* **Text**:
=== Section Start ===
Analysis of practical cancer mutation data
The results of GBM mutation data
Included in the input
As shown in Table2, the NetHiKe results do not include several famous key players in glioblastoma biology, such as EGFR, SRC and TP53. However, the nodes with fewer edges than those above that are included also have implications in glioblastoma biology. PTK2 (also known as FAK: focal-adhesion kinase), which is the top-ranked gene in Table2, is a non-receptor tyrosine kinase protein that serves as a major mediator of cell migration, and the suppression of PTK2 phosphorylation inhibits glioma cell migration. PTK2 is also gaining attention as a drug target in cancer therapy; for example, a kinase inhibitor of PTK2 has been developed in ovarian cancer. Clinical studies on pancreatic cancer and neuroblastoma, which is the most common childhood brain cancer, are also under way. PXN (also known as Paxillin), which is one of the hidden key molecules (Table2), is known to be a downstream target of PTK2. Additionally, the PTK2(FAK)-signaling pathway, which is formed by these genes, has been shown to be upstream of AKT-signaling in promoting malignant behaviors of high-grade gliomas. BCAR1 (also known as p130Cas), which is the second most significant key molecule, is also known to be a mediator of growth factor-dependent migration through tyrosine phosphorylation in glioma cells.
Comparison to Hubba
We compared the NetHiKe results with the Hubba results as an existing similar method. Because Hubba cannot manipulate the node weights, we used only the gene names as an input for Hubba with the six different algorithms, as in the ERBB comparison case (see the “Methods” for the details). Additional file7 shows the top 16 genes of the six Hubba methods, which represents the same number of genes found in the NetHiKe results with p<0. 01. There were no overlapping genes between the NetHiKe results and the Hubba results. In contrast, there were several overlapping genes among the six Hubba methods. When we mapped the differentially expressed genes in glioblastoma obtained from TCGA to these results, the genes were distributed across all of the results from both NetHiKe and Hubba. This observation could indicate that the listed genes of both methods are related to glioblastoma biology. For example, MAP2, which was selected by NetHiKe and is differentially expressed in glioma, is known to be one of the neuronal differentiation markers, and its expression level is naturally decreased in brain tumors.
The summary of the Hubba results for GBM data
Therefore, these results show that NetHiKe captures the nodes that are on the periphery of the major hub nodes. We think that this outcome arises because nlBC includes only the shortest paths with both ends in the input nodes. This characteristic reduces the shortest paths that are concentrated on the major hubs with no relationships to the input genes. Consequently, NetHiKe is able to mine the hidden key molecules that have sufficient biological meaning and fewer degrees than the major hub nodes.
=== Section End ===
* **Problem 1**:
Which gene is top-ranked in Table2, according to the NetHiKe passage?
* **Problem 2**:
Please output everything in the NetHiKe passage from "The summary of" down to "than the major hub nodes.".
* **Problem 3**:
Write the next part of the NetHiKe passage, picking up after its final sentence.
The records have no connection to the NetHiKe passage.

* **Saved entries**:
=== Section Start ===
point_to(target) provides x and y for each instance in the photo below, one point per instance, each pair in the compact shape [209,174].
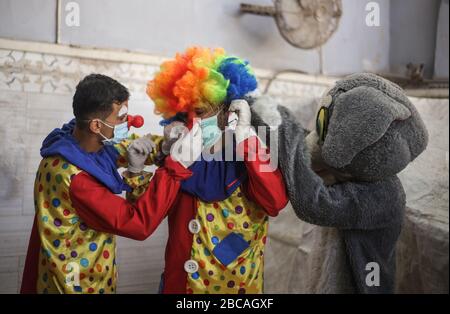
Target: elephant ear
[359,118]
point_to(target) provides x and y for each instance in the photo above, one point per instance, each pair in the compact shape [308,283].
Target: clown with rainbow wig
[218,223]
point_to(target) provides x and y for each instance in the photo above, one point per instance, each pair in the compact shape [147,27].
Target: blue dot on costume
[56,202]
[93,246]
[225,213]
[195,275]
[84,262]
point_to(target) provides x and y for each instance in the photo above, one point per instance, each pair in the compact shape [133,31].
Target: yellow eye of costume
[322,123]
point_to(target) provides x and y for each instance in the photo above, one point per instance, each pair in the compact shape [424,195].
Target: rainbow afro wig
[199,77]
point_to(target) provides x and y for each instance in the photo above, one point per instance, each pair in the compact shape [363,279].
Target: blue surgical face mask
[210,131]
[120,133]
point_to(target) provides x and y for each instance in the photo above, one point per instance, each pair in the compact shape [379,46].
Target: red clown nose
[135,121]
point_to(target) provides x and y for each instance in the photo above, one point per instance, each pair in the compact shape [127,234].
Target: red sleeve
[30,271]
[104,211]
[265,183]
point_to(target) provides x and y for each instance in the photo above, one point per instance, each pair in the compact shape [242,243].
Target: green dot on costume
[84,262]
[93,246]
[225,213]
[58,178]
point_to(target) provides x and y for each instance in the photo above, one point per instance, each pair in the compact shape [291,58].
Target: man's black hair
[94,98]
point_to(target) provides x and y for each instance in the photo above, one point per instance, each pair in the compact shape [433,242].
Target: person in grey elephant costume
[344,174]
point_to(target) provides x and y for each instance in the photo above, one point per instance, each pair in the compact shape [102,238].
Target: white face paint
[123,111]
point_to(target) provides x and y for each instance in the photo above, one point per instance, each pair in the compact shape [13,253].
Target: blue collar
[214,180]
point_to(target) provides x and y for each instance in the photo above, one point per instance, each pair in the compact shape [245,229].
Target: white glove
[243,129]
[138,152]
[172,132]
[188,148]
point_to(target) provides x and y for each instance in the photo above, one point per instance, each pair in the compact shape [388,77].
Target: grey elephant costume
[374,132]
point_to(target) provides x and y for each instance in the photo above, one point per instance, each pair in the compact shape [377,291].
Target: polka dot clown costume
[218,223]
[72,247]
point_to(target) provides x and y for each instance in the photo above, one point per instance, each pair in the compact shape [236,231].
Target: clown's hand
[187,149]
[172,132]
[244,129]
[138,152]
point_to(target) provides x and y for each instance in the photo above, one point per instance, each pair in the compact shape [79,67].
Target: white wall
[163,27]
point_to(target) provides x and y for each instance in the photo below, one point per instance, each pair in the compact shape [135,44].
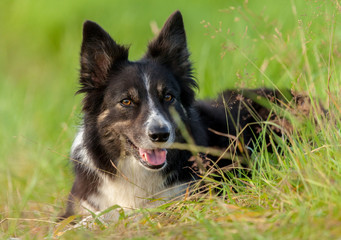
=== Section End ===
* **Answer box 1**:
PTK2, also known as FAK (focal-adhesion kinase).

* **Answer box 2**:
The summary of the Hubba results for GBM data
Therefore, these results show that NetHiKe captures the nodes that are on the periphery of the major hub nodes. We think that this outcome arises because nlBC includes only the shortest paths with both ends in the input nodes. This characteristic reduces the shortest paths that are concentrated on the major hubs with no relationships to the input genes. Consequently, NetHiKe is able to mine the hidden key molecules that have sufficient biological meaning and fewer degrees than the major hub nodes.

* **Answer box 3**:
We have proposed an analysis method, Network-based Hidden Key Molecule Miner (NetHiKe), which can extract limited numbers of hidden key molecules relevant to genes provided as input, using a human biomolecular network. NetHiKe comprises three steps: mapping the input genes onto the network, a node-limited betweenness centrality (nlBC) calculation, and validation of the statistical significance by simulated p-values. NetHiKe tends to capture the nodes with fewer degrees than major hub nodes, which are usually intensive research targets. We have confirmed that NetHiKe’s outputs contain sufficient biological information and that the input node weights appropriately produce a change in the results based on the biological meanings. Furthermore, with the glioblastoma analysis, we demonstrated that NetHiKe can be used for analyzing practical biology data produced by genome-wide experimental methodologies.
The present knowledge about cell biology is enormous, and thus, the derivation of informative meaning from genome-wide experimental results is urgently needed. We anticipate that this simplicity will contribute to additional striking insights into cellular activity and help researchers to determine future research directions.
We used the Pathway Commons dataset, released on Oct 27, 2011, to construct a human biomolecular network. Pathway Commons currently includes the following nine data sources: BioGRID, The Cancer Cell Map, the HPRD, HumanCyc, the databases of the Systems Biology Center NewYork, IntAct, the Molecular Interaction Database (MINT), the NCI-Nature Pathway Interaction Database and Reactome; thus, it includes many types of biomolecular interactions, such as biochemical reactions, complex assembly, transport and catalysis events, and physical interactions involving proteins, DNA, RNA, small molecules and complexes.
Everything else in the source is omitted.